• **Passage for review**:

At the ARVO meeting in Hawaii, Australian researchers presented impressive findings from a massive dataset.
Artificial intelligence (AI) is speeding ahead unevenly in healthcare: In some use cases, it has proven surprisingly potent, while other applications haven’t yet lived up to lofty promises. One major area where AI has broken through has been diagnostic image recognition, particularly for diabetic retinopathy (DR).
At this year’s Association for Research in Vision and Ophthalmology (ARVO) meeting in Hawaii, a team from the Center for Eye Research Australia (CERA) presented a study on a deep learning diabetic retinopathy detection system that produced surprising diagnostic accuracy.
Stuart Keel, PhD, a post-doctorate research fellow at CERA, explained the project. First, the team recruited 21 ophthalmologists based on some strict inclusion criteria that required they grade a subset of 200 images according to the NHS DR screening classification system. Each image was first assigned to an individual grader, then sequentially assigned to other individual graders until 3 consistent grading outcomes were achieved.
“This was assigned as the gold standard grading for each particular image,” Keel said. The results were used to create a training dataset for the deep learning system and a smaller internal validation set. The researchers also validated the algorithm in an external independent dataset to rule out overfitting of the algorithm and ensure generalizability.

• **Problems to solve**:
- A) List every all-capital abbreviation that appears in the article on AI detection of diabetic retinopathy.
- B) According to the article on AI detection of diabetic retinopathy, how many ophthalmologists did the team recruit?

• **Data to examine**:
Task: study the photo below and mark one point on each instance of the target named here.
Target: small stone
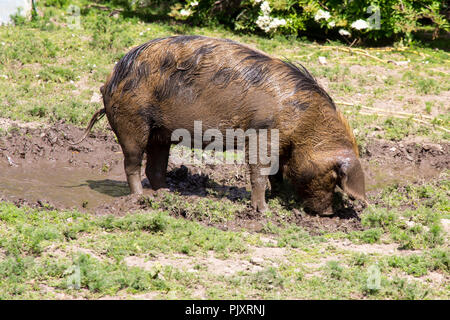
(257, 261)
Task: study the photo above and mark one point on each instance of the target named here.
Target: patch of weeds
(267, 279)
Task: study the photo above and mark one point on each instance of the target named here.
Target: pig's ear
(351, 178)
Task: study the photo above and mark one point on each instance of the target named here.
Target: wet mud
(39, 168)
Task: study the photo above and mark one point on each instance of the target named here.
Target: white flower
(321, 14)
(343, 32)
(265, 8)
(275, 23)
(268, 23)
(360, 25)
(185, 13)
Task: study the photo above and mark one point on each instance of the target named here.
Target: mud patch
(39, 168)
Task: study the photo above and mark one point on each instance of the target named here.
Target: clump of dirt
(90, 176)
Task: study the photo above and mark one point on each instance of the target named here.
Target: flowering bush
(371, 19)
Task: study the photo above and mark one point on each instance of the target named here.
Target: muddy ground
(39, 168)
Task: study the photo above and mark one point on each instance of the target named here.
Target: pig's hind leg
(133, 160)
(157, 160)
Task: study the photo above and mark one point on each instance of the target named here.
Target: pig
(168, 83)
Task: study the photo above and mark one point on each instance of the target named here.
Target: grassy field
(177, 247)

• **Answers per task**:
- A) AI, DR, ARVO, CERA, NHS

- B) 21